» PASSAGE
1a. Objectives (from AD-416):
1: Derive data and model Salmonella serotype changes in movement from incoming product, through whole bird processing, post-carcass cut-up, to final product. 1A. Develop an exposure assessment (EA) model for Salmonella serotype changes in movement from post-carcass cut-up to final product (cooked chicken parts). 2: Study the survival characteristics for Salmonella serotypes: are there serotypes that survive interventions on farm, in the processing plant and/or final product. 2A. Use the EA model to evaluate efficacy of a plastic chicken house floor for Salmonella serotype control. 3: Derive additional predictive microbiology data of multi-drug resistant (MDR) Salmonella spp., such as Salmonella Typhimurium DT104. 3A. Use MDR Salmonella serotypes to develop the predictive microbiology models needed for the EA model.

Referring expression data
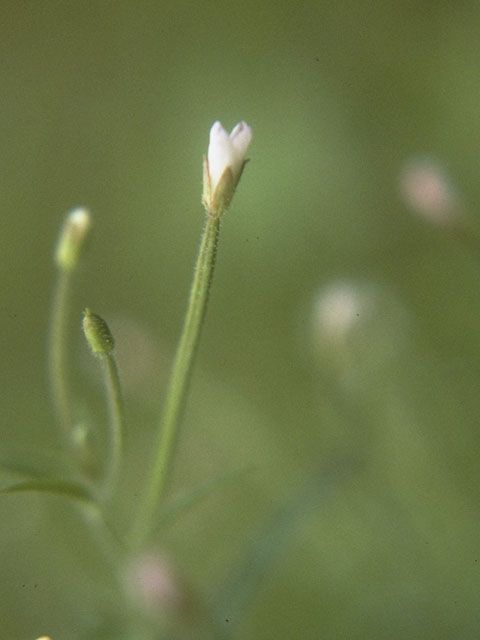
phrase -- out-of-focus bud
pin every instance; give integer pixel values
(154, 586)
(223, 166)
(358, 328)
(426, 188)
(72, 237)
(97, 333)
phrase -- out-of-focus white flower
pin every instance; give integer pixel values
(153, 584)
(223, 166)
(428, 191)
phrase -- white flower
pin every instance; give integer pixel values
(223, 165)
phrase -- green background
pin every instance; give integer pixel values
(355, 511)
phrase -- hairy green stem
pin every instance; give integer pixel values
(58, 371)
(177, 389)
(117, 424)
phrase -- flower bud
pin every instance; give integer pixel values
(97, 333)
(426, 188)
(223, 166)
(72, 238)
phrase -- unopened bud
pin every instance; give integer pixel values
(223, 166)
(71, 240)
(97, 333)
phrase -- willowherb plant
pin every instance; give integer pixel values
(223, 166)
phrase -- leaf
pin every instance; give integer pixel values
(58, 487)
(185, 499)
(34, 462)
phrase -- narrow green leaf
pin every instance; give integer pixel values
(34, 462)
(185, 499)
(59, 487)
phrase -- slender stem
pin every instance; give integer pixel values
(58, 371)
(177, 389)
(117, 424)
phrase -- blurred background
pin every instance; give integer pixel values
(337, 378)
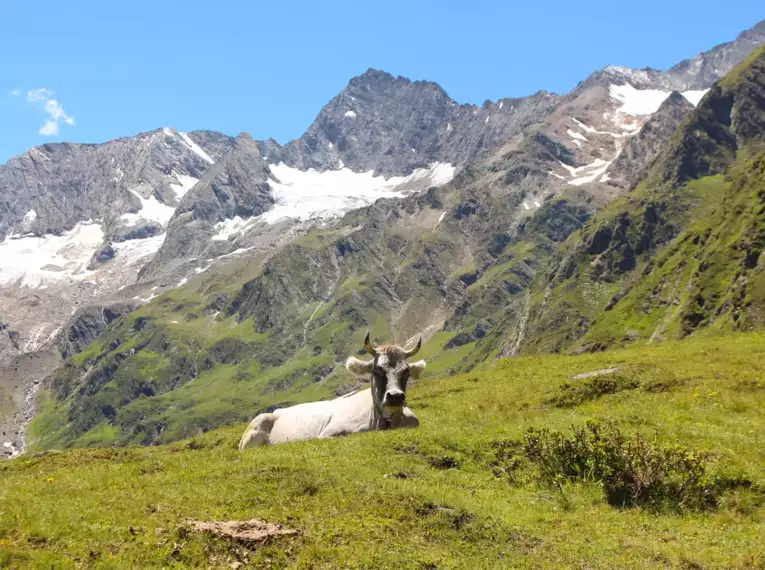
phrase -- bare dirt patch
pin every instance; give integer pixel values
(254, 530)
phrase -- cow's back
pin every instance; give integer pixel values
(346, 414)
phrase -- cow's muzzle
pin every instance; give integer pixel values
(394, 399)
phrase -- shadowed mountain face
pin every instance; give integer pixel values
(137, 267)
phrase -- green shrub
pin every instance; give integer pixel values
(631, 470)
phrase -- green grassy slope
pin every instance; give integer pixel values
(682, 254)
(458, 492)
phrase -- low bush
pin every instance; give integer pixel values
(631, 470)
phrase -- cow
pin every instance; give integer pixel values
(380, 407)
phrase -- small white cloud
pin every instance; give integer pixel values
(37, 95)
(43, 97)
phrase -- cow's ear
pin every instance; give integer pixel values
(416, 369)
(358, 367)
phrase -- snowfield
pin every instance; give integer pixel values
(307, 195)
(33, 260)
(310, 194)
(638, 102)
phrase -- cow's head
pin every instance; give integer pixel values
(389, 372)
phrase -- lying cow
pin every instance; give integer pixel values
(383, 406)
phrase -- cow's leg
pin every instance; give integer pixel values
(258, 432)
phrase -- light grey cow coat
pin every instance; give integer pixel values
(382, 406)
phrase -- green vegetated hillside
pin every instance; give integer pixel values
(670, 476)
(679, 255)
(682, 254)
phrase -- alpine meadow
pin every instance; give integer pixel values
(585, 271)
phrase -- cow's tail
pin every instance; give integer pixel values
(258, 432)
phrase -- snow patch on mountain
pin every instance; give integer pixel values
(310, 194)
(185, 183)
(32, 261)
(639, 102)
(196, 148)
(695, 97)
(133, 251)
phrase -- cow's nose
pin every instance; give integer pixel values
(395, 398)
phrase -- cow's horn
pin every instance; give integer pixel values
(416, 349)
(368, 346)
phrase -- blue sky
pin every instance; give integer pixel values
(120, 67)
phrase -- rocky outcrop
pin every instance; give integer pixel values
(86, 325)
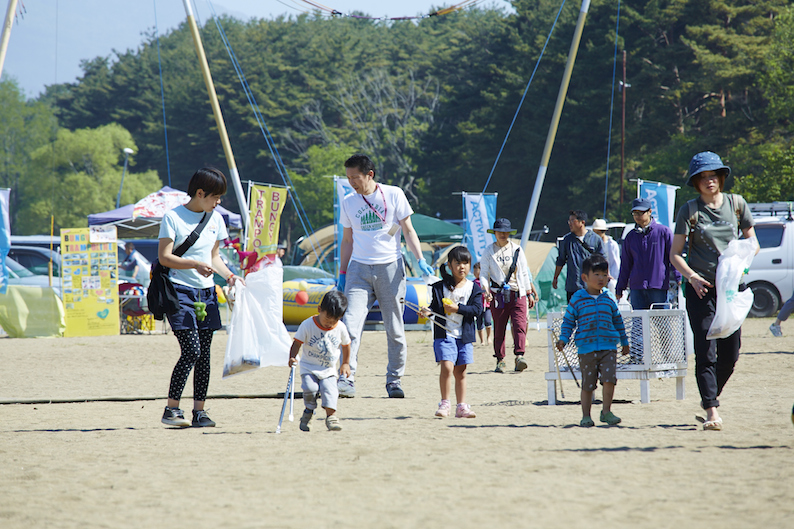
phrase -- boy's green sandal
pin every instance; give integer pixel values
(609, 418)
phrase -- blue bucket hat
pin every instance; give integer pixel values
(641, 204)
(705, 161)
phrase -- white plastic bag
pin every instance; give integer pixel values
(732, 305)
(257, 335)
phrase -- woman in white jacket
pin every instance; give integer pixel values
(507, 284)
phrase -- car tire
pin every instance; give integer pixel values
(766, 300)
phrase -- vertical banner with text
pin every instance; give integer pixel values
(480, 215)
(662, 197)
(89, 283)
(5, 237)
(267, 203)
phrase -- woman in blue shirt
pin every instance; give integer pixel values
(192, 275)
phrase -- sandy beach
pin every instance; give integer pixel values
(520, 463)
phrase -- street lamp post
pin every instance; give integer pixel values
(127, 152)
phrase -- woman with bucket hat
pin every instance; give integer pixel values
(505, 278)
(709, 223)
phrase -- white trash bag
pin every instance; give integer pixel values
(257, 335)
(732, 305)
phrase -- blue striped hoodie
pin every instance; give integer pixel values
(597, 321)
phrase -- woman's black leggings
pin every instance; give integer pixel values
(714, 359)
(195, 345)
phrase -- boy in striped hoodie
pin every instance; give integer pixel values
(594, 314)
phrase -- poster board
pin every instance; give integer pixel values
(89, 280)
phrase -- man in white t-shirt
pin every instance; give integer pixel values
(371, 266)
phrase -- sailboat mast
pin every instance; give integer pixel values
(555, 121)
(9, 21)
(216, 110)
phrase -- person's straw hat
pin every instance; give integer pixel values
(502, 225)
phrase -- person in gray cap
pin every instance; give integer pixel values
(507, 284)
(574, 248)
(645, 266)
(709, 223)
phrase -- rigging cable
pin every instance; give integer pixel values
(611, 109)
(521, 102)
(280, 166)
(162, 95)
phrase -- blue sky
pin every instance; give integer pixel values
(48, 43)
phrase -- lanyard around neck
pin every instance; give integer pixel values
(385, 206)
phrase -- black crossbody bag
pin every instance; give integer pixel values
(161, 297)
(507, 297)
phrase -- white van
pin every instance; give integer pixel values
(771, 276)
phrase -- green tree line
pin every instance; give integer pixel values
(431, 101)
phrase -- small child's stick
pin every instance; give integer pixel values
(286, 397)
(555, 340)
(292, 397)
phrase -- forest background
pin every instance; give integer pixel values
(431, 101)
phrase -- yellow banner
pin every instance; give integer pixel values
(89, 268)
(267, 203)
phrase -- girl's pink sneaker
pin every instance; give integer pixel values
(464, 411)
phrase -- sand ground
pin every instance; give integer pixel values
(520, 463)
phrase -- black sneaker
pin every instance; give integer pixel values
(175, 417)
(202, 420)
(395, 390)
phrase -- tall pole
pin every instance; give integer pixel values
(9, 21)
(216, 110)
(623, 129)
(555, 121)
(127, 152)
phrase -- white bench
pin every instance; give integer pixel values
(662, 355)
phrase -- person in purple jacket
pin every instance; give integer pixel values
(645, 259)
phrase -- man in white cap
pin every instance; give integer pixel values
(645, 265)
(612, 251)
(507, 284)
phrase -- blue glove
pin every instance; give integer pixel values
(425, 268)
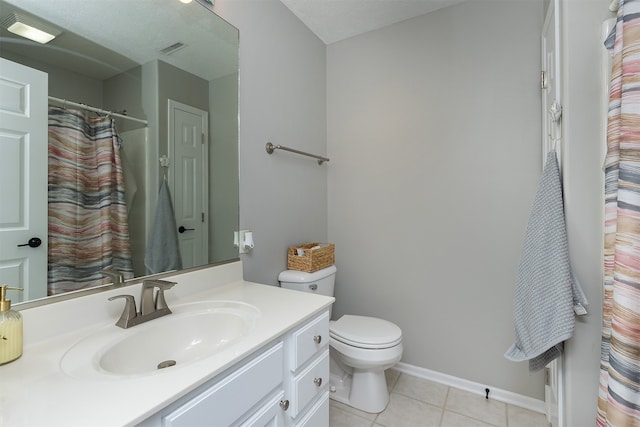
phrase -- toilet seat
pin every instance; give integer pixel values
(365, 332)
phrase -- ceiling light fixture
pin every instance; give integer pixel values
(30, 28)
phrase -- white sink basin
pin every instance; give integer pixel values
(191, 333)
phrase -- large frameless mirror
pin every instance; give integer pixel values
(140, 93)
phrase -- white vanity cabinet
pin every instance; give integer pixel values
(284, 384)
(307, 373)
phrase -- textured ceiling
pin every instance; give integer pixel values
(335, 20)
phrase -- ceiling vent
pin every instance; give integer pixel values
(173, 48)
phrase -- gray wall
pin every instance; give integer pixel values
(583, 186)
(283, 197)
(435, 127)
(493, 134)
(223, 164)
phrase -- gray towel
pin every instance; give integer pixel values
(163, 249)
(546, 292)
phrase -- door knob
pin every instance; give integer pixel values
(33, 242)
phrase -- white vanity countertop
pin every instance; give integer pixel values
(34, 391)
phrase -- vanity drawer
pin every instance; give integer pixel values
(308, 340)
(230, 398)
(309, 383)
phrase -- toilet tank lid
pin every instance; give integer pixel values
(370, 331)
(295, 276)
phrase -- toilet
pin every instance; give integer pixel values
(361, 347)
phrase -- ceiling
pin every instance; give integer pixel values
(335, 20)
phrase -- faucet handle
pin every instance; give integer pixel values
(129, 312)
(113, 274)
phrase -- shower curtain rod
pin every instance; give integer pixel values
(96, 110)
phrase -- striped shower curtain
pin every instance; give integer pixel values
(619, 391)
(88, 229)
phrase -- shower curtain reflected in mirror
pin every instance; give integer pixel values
(88, 228)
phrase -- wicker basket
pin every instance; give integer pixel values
(313, 259)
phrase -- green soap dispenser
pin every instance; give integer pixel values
(10, 328)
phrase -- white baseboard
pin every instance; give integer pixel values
(495, 393)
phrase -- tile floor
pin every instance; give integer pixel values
(415, 402)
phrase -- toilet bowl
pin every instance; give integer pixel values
(361, 347)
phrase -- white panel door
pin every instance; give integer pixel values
(550, 80)
(188, 149)
(23, 179)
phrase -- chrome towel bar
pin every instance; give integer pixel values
(271, 148)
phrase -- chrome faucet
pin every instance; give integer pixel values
(115, 275)
(149, 308)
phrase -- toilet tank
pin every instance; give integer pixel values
(321, 282)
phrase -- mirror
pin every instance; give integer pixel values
(166, 72)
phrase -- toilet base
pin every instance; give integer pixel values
(370, 393)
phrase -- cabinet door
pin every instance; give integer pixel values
(270, 415)
(318, 415)
(229, 399)
(309, 383)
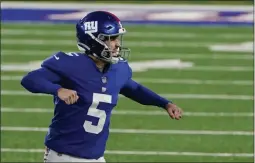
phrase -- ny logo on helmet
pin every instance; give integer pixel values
(91, 27)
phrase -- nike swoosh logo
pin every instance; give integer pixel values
(57, 58)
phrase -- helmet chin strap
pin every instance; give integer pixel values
(83, 47)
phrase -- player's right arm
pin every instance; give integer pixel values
(45, 80)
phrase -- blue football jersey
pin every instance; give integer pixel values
(82, 129)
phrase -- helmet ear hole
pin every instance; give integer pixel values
(102, 38)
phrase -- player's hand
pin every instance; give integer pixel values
(174, 111)
(67, 95)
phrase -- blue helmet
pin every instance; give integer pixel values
(92, 32)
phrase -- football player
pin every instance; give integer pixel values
(86, 86)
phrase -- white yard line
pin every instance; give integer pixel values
(174, 96)
(70, 33)
(166, 81)
(154, 44)
(118, 152)
(142, 131)
(135, 112)
(218, 56)
(18, 67)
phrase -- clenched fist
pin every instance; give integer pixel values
(174, 111)
(67, 95)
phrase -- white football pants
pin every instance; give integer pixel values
(52, 156)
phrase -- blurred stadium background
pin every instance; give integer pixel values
(201, 57)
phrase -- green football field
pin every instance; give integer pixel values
(212, 84)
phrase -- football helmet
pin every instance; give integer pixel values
(96, 29)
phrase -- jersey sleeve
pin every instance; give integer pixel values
(59, 63)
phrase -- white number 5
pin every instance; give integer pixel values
(94, 112)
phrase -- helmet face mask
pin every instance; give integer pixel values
(103, 37)
(114, 49)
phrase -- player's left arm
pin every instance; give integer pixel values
(145, 96)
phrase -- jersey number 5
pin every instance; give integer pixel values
(95, 112)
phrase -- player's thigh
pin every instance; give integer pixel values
(52, 156)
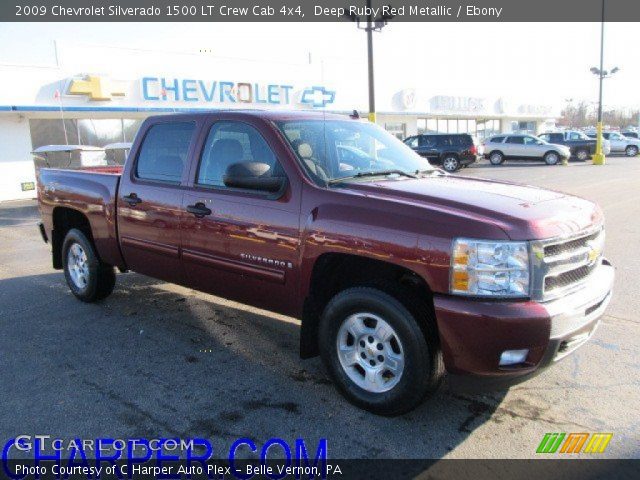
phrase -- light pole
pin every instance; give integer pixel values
(372, 25)
(598, 158)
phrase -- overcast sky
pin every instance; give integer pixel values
(540, 63)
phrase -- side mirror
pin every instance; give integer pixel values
(252, 176)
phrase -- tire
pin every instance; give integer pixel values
(582, 155)
(496, 158)
(88, 278)
(407, 362)
(551, 158)
(450, 163)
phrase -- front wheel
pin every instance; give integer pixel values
(496, 158)
(551, 158)
(376, 352)
(88, 278)
(451, 163)
(582, 155)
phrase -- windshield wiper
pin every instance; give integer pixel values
(378, 173)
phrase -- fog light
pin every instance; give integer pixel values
(513, 357)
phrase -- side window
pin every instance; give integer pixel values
(427, 141)
(445, 141)
(164, 150)
(231, 143)
(462, 141)
(412, 142)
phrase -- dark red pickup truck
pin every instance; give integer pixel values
(399, 271)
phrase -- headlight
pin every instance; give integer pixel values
(489, 268)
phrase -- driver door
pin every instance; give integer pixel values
(237, 243)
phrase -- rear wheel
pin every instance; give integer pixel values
(582, 155)
(496, 158)
(88, 278)
(376, 353)
(551, 158)
(451, 163)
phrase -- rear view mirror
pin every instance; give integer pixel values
(252, 176)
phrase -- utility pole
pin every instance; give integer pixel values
(372, 25)
(598, 158)
(372, 94)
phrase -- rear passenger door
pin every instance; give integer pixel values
(513, 146)
(244, 244)
(149, 204)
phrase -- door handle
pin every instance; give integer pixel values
(199, 210)
(132, 199)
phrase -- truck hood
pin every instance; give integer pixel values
(523, 212)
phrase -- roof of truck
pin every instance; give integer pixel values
(275, 115)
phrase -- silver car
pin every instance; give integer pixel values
(517, 146)
(621, 144)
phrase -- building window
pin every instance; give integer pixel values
(84, 131)
(399, 130)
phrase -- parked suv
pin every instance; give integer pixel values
(620, 143)
(523, 147)
(451, 150)
(581, 146)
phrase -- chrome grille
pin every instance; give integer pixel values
(561, 265)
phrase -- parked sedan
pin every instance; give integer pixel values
(523, 147)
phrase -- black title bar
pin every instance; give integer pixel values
(318, 11)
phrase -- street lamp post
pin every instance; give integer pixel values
(372, 25)
(598, 157)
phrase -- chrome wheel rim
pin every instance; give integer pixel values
(370, 352)
(450, 164)
(78, 266)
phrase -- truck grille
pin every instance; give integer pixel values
(565, 264)
(568, 278)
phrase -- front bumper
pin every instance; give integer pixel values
(474, 333)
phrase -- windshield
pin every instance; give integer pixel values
(346, 149)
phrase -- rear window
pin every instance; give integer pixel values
(164, 150)
(455, 140)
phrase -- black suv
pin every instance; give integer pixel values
(452, 151)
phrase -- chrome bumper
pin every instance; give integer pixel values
(575, 317)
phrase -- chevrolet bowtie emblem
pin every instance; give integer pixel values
(593, 254)
(96, 88)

» WHAT THIS TASK INVOLVES
Reproduce the full text on Salmonella research objectives word for word. The entries have no connection to the text about Salmonella research objectives.

» REPLY
1a. Objectives (from AD-416):
1: Derive data and model Salmonella serotype changes in movement from incoming product, through whole bird processing, post-carcass cut-up, to final product. 1A. Develop an exposure assessment (EA) model for Salmonella serotype changes in movement from post-carcass cut-up to final product (cooked chicken parts). 2: Study the survival characteristics for Salmonella serotypes: are there serotypes that survive interventions on farm, in the processing plant and/or final product. 2A. Use the EA model to evaluate efficacy of a plastic chicken house floor for Salmonella serotype control. 3: Derive additional predictive microbiology data of multi-drug resistant (MDR) Salmonella spp., such as Salmonella Typhimurium DT104. 3A. Use MDR Salmonella serotypes to develop the predictive microbiology models needed for the EA model.